**The records**.
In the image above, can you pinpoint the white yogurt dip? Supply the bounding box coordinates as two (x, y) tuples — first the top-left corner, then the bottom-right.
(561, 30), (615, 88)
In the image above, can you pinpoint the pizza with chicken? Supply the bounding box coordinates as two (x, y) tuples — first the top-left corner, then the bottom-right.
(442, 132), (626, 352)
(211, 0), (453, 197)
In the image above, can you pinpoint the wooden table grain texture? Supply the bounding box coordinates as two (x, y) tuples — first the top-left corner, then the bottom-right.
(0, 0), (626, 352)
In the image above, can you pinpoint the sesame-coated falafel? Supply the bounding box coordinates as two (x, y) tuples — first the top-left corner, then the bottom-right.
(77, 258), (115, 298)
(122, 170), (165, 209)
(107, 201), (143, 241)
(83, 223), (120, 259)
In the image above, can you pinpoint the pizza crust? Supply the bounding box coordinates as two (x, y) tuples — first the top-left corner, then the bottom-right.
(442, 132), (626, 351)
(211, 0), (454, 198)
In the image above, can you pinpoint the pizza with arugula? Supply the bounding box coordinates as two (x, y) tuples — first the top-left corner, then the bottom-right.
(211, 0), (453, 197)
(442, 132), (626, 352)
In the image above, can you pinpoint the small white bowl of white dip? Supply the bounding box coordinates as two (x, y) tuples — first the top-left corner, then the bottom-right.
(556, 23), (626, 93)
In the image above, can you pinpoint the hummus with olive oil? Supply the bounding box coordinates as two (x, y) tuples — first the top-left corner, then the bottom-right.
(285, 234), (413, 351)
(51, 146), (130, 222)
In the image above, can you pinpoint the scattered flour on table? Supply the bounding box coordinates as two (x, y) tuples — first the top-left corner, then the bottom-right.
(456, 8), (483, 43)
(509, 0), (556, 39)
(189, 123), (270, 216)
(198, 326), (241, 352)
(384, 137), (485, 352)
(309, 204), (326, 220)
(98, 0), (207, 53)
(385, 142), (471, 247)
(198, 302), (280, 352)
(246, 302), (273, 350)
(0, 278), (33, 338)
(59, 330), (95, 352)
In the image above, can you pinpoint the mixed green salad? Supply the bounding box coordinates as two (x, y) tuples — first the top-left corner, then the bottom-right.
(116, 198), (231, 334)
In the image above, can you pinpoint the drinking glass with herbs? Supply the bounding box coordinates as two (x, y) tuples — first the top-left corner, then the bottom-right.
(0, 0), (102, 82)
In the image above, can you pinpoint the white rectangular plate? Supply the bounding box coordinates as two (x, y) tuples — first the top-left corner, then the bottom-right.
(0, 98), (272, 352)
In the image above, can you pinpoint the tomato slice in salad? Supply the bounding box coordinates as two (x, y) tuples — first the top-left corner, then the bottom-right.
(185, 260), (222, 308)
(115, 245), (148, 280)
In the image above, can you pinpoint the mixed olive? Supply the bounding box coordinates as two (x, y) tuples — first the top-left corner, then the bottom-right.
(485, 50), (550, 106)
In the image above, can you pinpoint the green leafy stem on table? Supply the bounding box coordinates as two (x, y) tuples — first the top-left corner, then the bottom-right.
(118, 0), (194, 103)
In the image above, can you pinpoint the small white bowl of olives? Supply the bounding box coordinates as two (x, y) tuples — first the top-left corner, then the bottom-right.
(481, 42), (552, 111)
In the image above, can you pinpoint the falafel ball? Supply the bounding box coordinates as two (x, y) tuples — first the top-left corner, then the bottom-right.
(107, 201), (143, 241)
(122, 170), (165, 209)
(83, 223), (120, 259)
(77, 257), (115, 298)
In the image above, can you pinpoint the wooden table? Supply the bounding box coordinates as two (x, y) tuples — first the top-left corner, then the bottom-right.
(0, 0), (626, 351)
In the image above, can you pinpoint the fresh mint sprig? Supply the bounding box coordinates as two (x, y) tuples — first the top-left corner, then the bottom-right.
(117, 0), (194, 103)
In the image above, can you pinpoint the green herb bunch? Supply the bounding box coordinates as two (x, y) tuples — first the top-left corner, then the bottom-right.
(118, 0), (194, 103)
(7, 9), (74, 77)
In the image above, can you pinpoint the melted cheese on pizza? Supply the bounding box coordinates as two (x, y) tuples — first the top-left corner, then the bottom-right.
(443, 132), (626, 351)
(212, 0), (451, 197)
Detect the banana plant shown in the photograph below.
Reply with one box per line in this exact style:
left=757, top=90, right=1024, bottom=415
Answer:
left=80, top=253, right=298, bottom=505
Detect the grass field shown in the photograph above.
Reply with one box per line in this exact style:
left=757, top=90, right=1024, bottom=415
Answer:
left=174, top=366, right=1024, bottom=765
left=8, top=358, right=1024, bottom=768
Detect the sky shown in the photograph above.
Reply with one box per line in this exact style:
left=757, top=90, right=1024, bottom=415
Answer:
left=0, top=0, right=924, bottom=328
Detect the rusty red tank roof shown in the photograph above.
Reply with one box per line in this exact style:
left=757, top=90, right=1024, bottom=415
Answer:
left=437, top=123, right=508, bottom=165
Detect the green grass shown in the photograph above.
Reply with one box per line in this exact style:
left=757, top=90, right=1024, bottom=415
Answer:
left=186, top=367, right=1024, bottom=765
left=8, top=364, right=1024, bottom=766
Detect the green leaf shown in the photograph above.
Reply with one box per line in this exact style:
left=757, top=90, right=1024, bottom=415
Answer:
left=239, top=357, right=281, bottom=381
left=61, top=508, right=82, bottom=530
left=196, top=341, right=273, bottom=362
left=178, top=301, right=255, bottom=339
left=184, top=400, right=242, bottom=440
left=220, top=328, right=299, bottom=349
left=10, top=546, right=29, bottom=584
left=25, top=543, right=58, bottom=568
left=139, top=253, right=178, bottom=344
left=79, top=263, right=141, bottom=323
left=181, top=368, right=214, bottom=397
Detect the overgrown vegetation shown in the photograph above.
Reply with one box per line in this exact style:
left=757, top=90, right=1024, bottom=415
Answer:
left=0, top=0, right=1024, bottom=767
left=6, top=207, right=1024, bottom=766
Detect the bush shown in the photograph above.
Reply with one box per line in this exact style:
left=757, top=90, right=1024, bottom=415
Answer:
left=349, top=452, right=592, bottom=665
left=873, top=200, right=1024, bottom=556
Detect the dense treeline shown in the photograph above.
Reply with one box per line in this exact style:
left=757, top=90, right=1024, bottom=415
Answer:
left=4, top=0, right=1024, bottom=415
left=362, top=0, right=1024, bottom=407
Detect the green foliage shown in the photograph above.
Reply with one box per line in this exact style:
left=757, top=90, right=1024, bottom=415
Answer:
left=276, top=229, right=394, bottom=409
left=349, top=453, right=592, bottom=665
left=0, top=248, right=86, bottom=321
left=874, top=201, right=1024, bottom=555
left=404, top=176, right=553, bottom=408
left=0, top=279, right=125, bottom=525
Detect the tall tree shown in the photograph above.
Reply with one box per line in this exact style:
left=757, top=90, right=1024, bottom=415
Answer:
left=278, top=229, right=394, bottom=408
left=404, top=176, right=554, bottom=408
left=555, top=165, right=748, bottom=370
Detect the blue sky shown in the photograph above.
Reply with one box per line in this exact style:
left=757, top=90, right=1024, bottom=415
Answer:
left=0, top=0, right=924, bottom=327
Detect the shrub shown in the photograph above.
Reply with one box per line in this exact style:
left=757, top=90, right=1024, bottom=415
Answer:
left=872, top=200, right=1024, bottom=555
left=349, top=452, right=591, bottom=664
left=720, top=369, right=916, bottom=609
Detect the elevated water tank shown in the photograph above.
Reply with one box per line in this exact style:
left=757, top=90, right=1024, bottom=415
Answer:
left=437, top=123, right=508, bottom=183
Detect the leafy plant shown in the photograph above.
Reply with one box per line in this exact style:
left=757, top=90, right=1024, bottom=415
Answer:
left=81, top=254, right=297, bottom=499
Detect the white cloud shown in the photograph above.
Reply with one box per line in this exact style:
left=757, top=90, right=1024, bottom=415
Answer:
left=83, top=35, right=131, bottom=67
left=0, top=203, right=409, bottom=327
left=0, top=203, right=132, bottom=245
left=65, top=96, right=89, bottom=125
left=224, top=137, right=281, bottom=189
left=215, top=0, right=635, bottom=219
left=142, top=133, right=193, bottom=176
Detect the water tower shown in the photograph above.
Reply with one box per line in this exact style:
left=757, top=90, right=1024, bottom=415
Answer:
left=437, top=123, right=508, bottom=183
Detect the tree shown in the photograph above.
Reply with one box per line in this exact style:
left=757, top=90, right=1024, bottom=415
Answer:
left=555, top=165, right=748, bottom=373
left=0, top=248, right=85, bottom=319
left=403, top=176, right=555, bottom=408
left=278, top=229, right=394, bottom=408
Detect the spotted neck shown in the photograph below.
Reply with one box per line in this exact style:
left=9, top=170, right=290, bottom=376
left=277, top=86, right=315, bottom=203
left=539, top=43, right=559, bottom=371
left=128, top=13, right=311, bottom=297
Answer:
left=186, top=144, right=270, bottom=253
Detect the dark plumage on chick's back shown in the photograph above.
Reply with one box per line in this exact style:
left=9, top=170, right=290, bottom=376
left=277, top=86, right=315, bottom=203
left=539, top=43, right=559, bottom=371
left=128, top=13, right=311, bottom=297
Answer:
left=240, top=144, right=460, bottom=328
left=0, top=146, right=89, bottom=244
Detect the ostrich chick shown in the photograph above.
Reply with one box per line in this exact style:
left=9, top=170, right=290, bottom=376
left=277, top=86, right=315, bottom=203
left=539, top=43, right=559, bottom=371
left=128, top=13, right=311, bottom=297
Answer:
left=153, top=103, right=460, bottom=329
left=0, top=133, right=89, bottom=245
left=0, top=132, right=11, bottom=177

**Brief**. Write out the rows word for word, starting at the first row and ending at the row that contains "(211, 0), (454, 198)", with both of those rows included.

**Finished task**.
In the image above, can you pinpoint the white yogurt dip? Supply the bounding box coordinates as two (x, y) tuples — first the top-left corner, then the bottom-right.
(561, 30), (615, 88)
In the image above, can you pinpoint the pizza with chicken? Supply the bounding box coordinates as two (x, y) tuples — first the top-left corner, then the bottom-right.
(442, 132), (626, 352)
(211, 0), (453, 197)
In the image above, can you pinpoint the wooden table grain texture? Supply the bounding box coordinates as two (x, y) tuples — first the top-left corner, then the bottom-right.
(0, 0), (626, 352)
In the image above, can you pinpoint the sesame-coated falafel? Supply the bounding box coordinates as two (x, y) tuples — first the top-left corner, then the bottom-right.
(77, 258), (115, 298)
(122, 170), (165, 209)
(107, 201), (143, 241)
(83, 223), (120, 259)
In the image above, can you pinpoint the pizza crust? Supply the bounding box coordinates as two (x, y) tuples — first the top-left corner, then the bottom-right.
(442, 132), (626, 351)
(211, 0), (454, 198)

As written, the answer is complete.